■ EXERCISE 1 ■
Quote the Gladhearted Disciples excerpt word for word, from "Read an Excerpt" up to and including "and inspired living.".
■ EXERCISE 2 ■
Continue the Gladhearted Disciples excerpt from the point where it stops.

■ DOCUMENT EXCERPT ■
=== Section Start ===

Read an Excerpt
Gladhearted Disciples
Equipping Your Congregation with Generous and Enduring Faith
By Chris Folmsbee Abingdon Press
Copyright © 2015 Chris Folmsbee
All rights reserved.
ISBN: 978-1-63088-424-6
CHAPTER 1
A New Apologetic for a Post-Christian World
The modern era was a time when rational arguments and logical reasoning was the primary way of convincing nonreligious people to turn to Jesus. Those days are gone and those methods of helping nonreligious people find and follow Jesus are dead. In the place of those methods is a new apologetic characterized by human aesthetics, imaginative expression, and inspired living.
This new apologetic makes more innate sense to the faithfully skeptical than the circular arguments and facts about Christianity that they have come to justifiably scrutinize. This scrutiny is largely based on the observations they make about Christians not the facts about Christianity. For the church to most faithfully engage today's skeptic, it must move away from an apologetic based primarily on reason and logic and inspire people toward exploring God through the recognition and participation in the story of God.
This new apologetic is interesting to skeptics and explorers of the Christian. This new apologetic heightens the senses of everyday people in everyday life, legitimizing the gospel and kingdom life for all who see, touch, hear, taste, and smell it. Gladhearted disciple making is the new apologetic. We need to embrace it, or the gospel story will remain nothing more than something for skeptics and explorers to scoff at, disparage, and explicitly dismiss. The Christian church is God's promise and God's plan to serve the world. Gladhearted disciples, therefore, are to be the agents of such an apologetic. The sanctifying church must become the kingdom society that helps its current and future adherents turn innate missional instincts into outward missional expressions and embodiment.
Where Missional Instincts Come From
Missional instincts are found within each one of us. God fearer or not, the native impulse to help someone who is in need (whether acted upon or not), to smile at the sight of two people in love, to weep with another in a time of remembrance or loss, and to shout for joy alongside another in a moment of celebration unequivocally comes from the missional instincts born into the heart, mind, and soul of all of humanity. We are heirs of the examples above as well as a host of other emotional, spiritual, intellectual, physical, and social native impulses. Each one of us has been created in the image of God. Missional instincts come from within wholly because they were breathed into each one of us when God chose to imaginatively and outwardly express what was a native impulse from within. It was the native impulse of God that birthed humanity and creation.

=== Section End ===

■ DATA PROVIDED ■

=== Section Start ===

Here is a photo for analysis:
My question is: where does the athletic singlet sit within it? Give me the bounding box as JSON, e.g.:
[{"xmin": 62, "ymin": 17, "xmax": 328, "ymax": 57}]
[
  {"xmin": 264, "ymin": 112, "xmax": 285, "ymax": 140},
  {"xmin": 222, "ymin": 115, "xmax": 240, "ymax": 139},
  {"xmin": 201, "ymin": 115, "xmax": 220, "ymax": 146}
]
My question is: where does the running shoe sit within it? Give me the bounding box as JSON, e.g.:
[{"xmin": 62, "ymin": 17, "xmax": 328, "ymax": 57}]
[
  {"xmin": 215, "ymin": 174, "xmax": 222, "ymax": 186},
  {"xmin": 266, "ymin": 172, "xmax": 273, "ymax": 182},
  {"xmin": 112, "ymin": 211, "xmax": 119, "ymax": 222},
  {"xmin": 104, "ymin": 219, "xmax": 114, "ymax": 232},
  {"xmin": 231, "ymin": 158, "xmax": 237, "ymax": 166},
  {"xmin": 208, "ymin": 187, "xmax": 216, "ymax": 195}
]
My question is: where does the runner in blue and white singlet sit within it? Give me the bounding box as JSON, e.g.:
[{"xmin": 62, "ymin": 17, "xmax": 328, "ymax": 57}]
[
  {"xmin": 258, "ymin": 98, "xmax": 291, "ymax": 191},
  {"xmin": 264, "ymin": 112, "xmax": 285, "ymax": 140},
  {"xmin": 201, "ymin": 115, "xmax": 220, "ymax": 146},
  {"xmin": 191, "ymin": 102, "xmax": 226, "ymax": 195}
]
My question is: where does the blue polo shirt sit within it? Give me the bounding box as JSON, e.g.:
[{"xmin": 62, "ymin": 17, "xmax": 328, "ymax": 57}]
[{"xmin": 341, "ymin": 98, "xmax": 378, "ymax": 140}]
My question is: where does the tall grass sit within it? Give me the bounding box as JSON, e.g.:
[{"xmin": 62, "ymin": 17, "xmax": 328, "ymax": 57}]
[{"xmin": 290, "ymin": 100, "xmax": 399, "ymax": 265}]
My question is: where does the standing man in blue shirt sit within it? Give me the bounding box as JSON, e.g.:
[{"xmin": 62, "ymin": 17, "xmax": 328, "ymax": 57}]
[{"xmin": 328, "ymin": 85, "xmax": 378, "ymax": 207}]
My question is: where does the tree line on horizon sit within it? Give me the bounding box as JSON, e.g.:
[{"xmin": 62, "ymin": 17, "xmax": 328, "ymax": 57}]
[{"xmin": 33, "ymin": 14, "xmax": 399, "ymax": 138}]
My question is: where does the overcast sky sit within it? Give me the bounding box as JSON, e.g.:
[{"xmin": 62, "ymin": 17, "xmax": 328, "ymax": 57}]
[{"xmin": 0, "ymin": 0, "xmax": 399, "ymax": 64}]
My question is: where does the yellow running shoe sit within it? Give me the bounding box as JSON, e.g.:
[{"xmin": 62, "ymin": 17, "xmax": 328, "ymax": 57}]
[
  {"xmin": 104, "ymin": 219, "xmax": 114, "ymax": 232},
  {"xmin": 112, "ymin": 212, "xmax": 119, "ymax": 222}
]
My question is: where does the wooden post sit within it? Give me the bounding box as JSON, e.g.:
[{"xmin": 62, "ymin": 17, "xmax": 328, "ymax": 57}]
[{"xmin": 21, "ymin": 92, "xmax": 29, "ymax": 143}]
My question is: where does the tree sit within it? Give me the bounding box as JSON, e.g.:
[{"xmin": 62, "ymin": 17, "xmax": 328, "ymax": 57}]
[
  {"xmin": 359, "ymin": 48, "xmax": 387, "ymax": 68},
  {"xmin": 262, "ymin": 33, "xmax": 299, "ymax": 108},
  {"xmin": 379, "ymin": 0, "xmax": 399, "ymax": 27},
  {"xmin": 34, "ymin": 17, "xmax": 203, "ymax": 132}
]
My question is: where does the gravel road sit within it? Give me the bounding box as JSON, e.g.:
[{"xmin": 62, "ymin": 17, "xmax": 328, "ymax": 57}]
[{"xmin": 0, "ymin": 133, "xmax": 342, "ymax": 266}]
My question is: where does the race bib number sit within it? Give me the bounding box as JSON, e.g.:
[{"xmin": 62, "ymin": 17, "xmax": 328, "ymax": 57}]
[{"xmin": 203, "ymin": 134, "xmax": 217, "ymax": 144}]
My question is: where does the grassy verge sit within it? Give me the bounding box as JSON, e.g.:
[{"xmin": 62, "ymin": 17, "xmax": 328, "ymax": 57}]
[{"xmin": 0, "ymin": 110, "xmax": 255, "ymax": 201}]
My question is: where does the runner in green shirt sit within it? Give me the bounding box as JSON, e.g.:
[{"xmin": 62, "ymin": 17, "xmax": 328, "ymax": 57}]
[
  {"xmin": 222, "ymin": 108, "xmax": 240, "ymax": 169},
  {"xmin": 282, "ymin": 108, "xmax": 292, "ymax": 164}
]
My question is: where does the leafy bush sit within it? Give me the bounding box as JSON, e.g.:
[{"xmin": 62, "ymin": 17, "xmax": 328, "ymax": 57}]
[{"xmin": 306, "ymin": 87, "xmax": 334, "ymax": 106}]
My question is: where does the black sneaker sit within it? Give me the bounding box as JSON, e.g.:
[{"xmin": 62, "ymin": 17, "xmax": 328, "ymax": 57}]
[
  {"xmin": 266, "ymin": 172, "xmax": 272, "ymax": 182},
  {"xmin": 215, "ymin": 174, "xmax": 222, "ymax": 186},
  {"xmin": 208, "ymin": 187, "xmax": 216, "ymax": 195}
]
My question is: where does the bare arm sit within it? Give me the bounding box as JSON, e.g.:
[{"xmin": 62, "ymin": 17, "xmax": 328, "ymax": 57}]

=== Section End ===

■ TASK OUTPUT 1 ■
Read an Excerpt
Gladhearted Disciples
Equipping Your Congregation with Generous and Enduring Faith
By Chris Folmsbee Abingdon Press
Copyright © 2015 Chris Folmsbee
All rights reserved.
ISBN: 978-1-63088-424-6
CHAPTER 1
A New Apologetic for a Post-Christian World
The modern era was a time when rational arguments and logical reasoning was the primary way of convincing nonreligious people to turn to Jesus. Those days are gone and those methods of helping nonreligious people find and follow Jesus are dead. In the place of those methods is a new apologetic characterized by human aesthetics, imaginative expression, and inspired living.

■ TASK OUTPUT 2 ■
To be created in the image of God simply means that we bear something of God's likeness—God's nature, splendor, wisdom, and morality. We resemble God. Therefore, we are God's promised and planned medium in which to deliver the enduring message of peace (salvation) and justice that works itself out through hope and healing to the shattered world around us.
We best comprehend and actualize the image of God through three key lines of thought—natural, political, and moral. Each of these three concepts uniquely provides a divergent angle in which to explore accurately what it means to have been created in the image of God and to live into that actuality.
We've been created with spirit, just as God is spirit. Unlike God (the Father), however, we have also been created with flesh in which to hospitably accommodate our spirits. John Wesley once alluded to the idea that God did not create humanity as merely matter and out of a meaningless, unintelligent clump of mud, but as a spirit just like God. We've been created in the natural likeness of God. We have missional instincts because we share the natural likeness of God.
This natural likeness means that in our spirits we've been created with the wisdom and understanding that allows us to know evil from good, the desire or will to do the good we know, and the absolute freedom to choose between a life that follows God or an anthropocentric life characterized by self-satisfaction, narcissism, and a host of other indulgent and ignorant traits.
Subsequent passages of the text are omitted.